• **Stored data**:
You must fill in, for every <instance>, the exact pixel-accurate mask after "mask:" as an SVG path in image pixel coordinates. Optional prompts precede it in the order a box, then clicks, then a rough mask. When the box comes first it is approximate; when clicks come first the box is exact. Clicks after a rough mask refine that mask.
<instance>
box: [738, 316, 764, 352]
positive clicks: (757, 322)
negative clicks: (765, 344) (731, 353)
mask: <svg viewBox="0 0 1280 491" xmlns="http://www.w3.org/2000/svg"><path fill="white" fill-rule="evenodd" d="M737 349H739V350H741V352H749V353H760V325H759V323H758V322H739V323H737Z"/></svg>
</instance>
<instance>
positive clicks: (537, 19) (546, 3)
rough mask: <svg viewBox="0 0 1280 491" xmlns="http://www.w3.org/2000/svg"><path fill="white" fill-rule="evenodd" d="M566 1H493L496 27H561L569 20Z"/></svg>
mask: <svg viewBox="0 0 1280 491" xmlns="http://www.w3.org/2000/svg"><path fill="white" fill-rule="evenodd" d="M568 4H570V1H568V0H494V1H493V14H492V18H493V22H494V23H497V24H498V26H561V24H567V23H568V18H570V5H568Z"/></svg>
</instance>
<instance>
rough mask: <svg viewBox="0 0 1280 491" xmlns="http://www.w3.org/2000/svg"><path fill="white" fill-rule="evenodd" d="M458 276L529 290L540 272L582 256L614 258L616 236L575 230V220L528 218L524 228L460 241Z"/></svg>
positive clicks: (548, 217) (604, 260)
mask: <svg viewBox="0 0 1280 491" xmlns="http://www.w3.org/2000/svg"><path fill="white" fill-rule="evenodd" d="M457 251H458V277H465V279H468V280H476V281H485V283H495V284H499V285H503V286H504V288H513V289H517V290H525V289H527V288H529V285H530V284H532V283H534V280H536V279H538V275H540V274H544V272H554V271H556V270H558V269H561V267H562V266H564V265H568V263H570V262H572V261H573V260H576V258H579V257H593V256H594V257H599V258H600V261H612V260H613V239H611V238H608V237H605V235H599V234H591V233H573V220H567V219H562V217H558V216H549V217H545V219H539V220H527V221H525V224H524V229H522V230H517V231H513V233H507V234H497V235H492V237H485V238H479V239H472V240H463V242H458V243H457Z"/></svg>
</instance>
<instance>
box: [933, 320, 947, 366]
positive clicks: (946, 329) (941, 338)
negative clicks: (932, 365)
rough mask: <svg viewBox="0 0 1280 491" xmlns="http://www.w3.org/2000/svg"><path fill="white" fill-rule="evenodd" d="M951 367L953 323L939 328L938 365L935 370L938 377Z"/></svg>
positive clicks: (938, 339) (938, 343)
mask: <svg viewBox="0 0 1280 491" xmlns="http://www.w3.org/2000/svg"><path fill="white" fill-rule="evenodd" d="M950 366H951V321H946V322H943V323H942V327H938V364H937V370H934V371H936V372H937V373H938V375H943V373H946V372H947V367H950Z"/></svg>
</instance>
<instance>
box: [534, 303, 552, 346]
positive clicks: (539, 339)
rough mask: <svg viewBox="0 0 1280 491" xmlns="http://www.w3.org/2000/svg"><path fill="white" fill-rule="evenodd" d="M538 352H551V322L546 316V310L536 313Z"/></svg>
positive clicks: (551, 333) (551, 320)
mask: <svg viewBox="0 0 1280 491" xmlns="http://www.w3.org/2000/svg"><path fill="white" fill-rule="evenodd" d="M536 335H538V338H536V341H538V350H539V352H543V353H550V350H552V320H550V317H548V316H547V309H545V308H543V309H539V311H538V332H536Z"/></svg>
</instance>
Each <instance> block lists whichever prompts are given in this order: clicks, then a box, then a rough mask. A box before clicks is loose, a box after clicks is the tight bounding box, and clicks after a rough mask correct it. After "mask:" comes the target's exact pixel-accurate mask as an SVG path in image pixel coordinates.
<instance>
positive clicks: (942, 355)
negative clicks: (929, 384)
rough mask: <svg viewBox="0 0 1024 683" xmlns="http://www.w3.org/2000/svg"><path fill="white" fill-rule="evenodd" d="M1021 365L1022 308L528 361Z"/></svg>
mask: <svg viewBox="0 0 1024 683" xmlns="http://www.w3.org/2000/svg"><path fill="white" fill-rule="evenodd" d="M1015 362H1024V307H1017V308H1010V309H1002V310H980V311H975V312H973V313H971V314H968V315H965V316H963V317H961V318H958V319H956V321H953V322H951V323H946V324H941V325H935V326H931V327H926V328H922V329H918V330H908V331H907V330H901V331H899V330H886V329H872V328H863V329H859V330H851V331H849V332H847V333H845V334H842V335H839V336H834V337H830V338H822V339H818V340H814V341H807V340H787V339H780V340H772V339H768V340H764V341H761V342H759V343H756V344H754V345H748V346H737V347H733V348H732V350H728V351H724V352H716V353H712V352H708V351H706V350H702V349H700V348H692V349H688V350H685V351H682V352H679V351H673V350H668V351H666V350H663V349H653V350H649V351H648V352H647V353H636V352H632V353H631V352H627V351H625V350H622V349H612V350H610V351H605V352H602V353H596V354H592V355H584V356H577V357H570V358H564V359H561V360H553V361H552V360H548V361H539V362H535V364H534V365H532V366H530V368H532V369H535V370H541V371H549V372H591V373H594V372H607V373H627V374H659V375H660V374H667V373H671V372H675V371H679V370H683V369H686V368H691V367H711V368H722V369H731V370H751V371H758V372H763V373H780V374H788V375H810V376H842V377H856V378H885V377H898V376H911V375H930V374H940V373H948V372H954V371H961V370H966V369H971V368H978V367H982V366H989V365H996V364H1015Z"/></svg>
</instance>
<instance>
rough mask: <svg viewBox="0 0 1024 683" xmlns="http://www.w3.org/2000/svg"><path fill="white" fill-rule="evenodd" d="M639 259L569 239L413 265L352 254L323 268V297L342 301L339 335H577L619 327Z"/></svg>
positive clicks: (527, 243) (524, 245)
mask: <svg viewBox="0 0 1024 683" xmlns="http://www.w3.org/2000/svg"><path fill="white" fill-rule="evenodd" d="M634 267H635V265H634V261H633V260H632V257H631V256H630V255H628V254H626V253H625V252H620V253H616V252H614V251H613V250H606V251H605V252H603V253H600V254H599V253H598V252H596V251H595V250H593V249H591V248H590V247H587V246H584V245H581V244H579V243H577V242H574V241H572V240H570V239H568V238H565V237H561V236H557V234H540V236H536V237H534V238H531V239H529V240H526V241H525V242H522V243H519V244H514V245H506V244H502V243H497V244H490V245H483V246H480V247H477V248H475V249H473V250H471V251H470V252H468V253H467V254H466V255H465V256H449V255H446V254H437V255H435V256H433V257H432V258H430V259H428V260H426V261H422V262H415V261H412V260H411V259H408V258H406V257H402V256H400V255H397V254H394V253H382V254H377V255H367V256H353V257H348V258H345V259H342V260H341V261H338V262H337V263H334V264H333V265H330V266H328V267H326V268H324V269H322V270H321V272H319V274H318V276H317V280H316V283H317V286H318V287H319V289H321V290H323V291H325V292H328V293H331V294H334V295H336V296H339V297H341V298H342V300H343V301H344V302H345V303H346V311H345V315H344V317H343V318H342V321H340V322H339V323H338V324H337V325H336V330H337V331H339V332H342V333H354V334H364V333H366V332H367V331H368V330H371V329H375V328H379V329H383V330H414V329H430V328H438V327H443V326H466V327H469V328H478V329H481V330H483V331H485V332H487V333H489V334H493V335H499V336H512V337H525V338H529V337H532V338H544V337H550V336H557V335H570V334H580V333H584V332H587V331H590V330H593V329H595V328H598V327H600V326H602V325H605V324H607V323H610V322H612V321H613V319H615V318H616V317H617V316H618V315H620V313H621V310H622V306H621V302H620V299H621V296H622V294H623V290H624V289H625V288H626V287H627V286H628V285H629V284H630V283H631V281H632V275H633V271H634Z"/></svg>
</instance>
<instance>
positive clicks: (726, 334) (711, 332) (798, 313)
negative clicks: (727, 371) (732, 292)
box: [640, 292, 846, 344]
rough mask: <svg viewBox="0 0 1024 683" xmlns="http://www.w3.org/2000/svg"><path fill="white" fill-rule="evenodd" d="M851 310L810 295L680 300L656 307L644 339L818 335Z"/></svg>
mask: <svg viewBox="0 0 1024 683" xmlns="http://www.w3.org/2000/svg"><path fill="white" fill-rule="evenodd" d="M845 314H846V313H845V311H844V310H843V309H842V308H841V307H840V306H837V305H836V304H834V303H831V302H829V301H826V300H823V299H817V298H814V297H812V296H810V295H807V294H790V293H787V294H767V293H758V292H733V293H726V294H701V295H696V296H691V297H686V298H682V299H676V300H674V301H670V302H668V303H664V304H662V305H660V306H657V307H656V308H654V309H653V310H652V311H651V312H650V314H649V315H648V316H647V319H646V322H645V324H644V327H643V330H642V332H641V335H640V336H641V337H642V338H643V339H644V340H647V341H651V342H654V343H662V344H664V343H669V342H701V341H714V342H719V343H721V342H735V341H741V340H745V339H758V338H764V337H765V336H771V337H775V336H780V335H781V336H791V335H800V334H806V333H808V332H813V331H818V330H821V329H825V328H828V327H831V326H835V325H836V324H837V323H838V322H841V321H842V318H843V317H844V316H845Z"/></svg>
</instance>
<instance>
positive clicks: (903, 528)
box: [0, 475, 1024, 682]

• **The task**: Lines from the start of the records through the one containing "positive clicks: (537, 19) (546, 3)" are what should be retyped, exactly and in full, both ends included.

• **Answer area**:
You must fill in, for every <instance>, the exact pixel-accurate mask after "mask:" as an SVG path in image pixel coordinates. Optional prompts precede it in the order a box, then clicks, then a rough mask. When the box comes first it is approximate; when clicks come first the box is exact. Clicks after a rough mask refine that mask.
<instance>
box: [738, 316, 764, 352]
positive clicks: (757, 322)
negative clicks: (765, 344) (731, 353)
mask: <svg viewBox="0 0 1280 491" xmlns="http://www.w3.org/2000/svg"><path fill="white" fill-rule="evenodd" d="M737 349H739V350H741V352H749V353H760V325H759V323H758V322H739V323H737Z"/></svg>
</instance>
<instance>
positive clicks: (537, 19) (546, 3)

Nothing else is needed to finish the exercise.